(FRAGMENTO DEL TEXTO):
Los Giants, que parecían condenados a la medianía hace unos meses, renacieron de sus cenizas y redondearon unos playoffs casi perfectos gracias a su inteligente rotación de lanzadores, un gran juego en defensa y la fuerza bruta de Pablo Sandoval, un venezolano ultracatólico y de comportamiento infantil (le llaman Panda o Kung-Fu Panda y parece gustarle) al que, como al público del béisbol, le cuesta mantener un régimen alimenticio lógico —su peso, que llegó a ser de 120 kilos fue un problema para el equipo—.
Es el séptimo título del equipo y el segundo en tres años (en 2010 también ganaron). Mientras escribo esta entrada hay celebraciones espontáneas en el centro de la ciudad y en torno al estadio del equipo, el AT&T Park, pese a que la victoria definitiva se produjo en Detroit y fue seguida en San Francisco por televisión y en una pantalla gigante montada por el Ayuntamiento.
Vi parte del encuentro en casa y el agónico final —que se decidió en la primera entrada adicional, la décima— en el bar de la foto que abre la entrada. Digo agónico para recurrir a un fácil lugar común: el beísbol no es agónico en ningún caso, sino un deporte de escupir, mascar chicle, volver a escupir, tocarse el escroto, escupir otra vez, sacar un poco la lengua, hacer una seña y seguir escupiendo...
A no ser, claro, que la agonía venga dada porque a algún jugador le salgan de repente los esteroides por las orejas. La MLB ha sido repetidamente acusada de ser muy complaciente con el uso de sustancias prohibidas. No es necesario ser un experto ni esperar al análisis de orina: con una mirada basta para reconocer una presencia masiva de hormonas en los cuerpos inflados e imposibles de algunos jugadores dignos de un torneo de primer nivel de sumo.
Jugué al béisbol hasta los 17 años, mientras viví en Venezuela. Era bastante mediocre, pero me entretenía en la soledad esteparia de los tiempos muertos del juego pensando en las niñas que me gustaban y a las que mi timidez mantenía en un olimpo lejano. Entiendo las reglas: sé qué es una base por bolas, un robo, una curva hacia adentro y un sacrificio. Lo anoto para que no se diga que soy un europeo futbolero que no entiende la mística de ver a un hombre que parece una vaca blandiendo un palo para golpear una bola lanzada a 150 kilómetros por hora.

(DATOS REGISTRADOS):

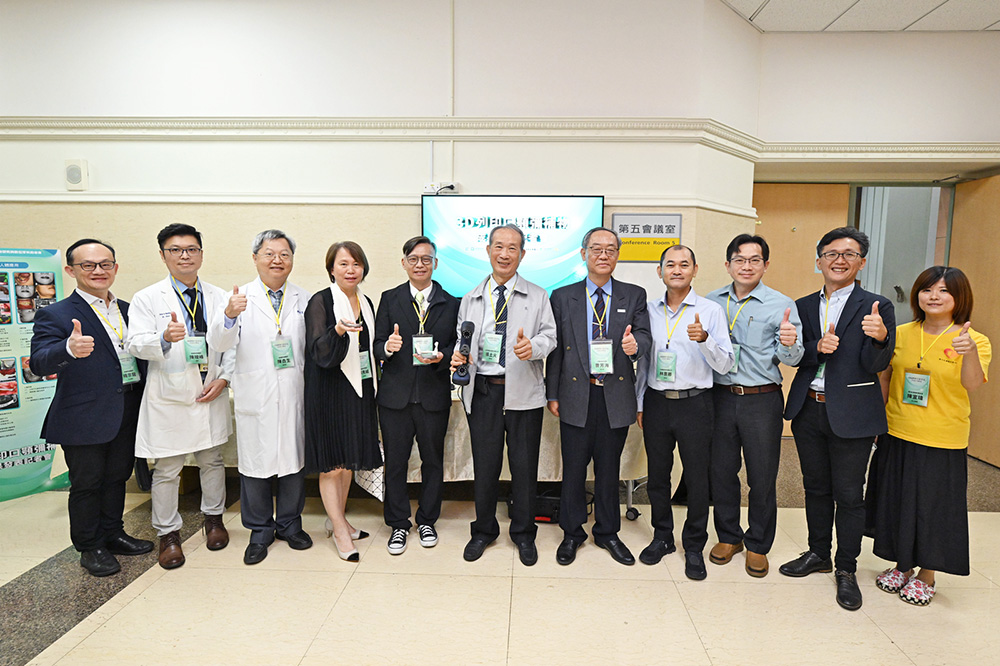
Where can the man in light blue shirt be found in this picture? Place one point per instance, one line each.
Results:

(LO QUE SE PIDE):
1) Según el texto sobre el título de los Giants, ¿a qué se debió que el equipo redondeara unos playoffs casi perfectos? Respóndelo en una a tres oraciones.
2) Reproduce el pasaje del texto sobre el título de los Giants que comienza con "Es el séptimo" y sigue hasta "por el Ayuntamiento.", reemplazando "pantalla gigante" por "pantalla enorme".
3) Enumera todos los conceptos del reglamento del béisbol que, según el texto sobre el título de los Giants, quien escribe afirma entender.

(SOLUCIONES DEL EJERCICIO):
1) Los Giants redondearon unos playoffs casi perfectos gracias a su inteligente rotación de lanzadores, a un gran juego en defensa y a la fuerza bruta de Pablo Sandoval.

2)
Es el séptimo título del equipo y el segundo en tres años (en 2010 también ganaron). Mientras escribo esta entrada hay celebraciones espontáneas en el centro de la ciudad y en torno al estadio del equipo, el AT&T Park, pese a que la victoria definitiva se produjo en Detroit y fue seguida en San Francisco por televisión y en una pantalla enorme montada por el Ayuntamiento.

3)
- Base por bolas
- Robo
- Curva hacia adentro
- Sacrificio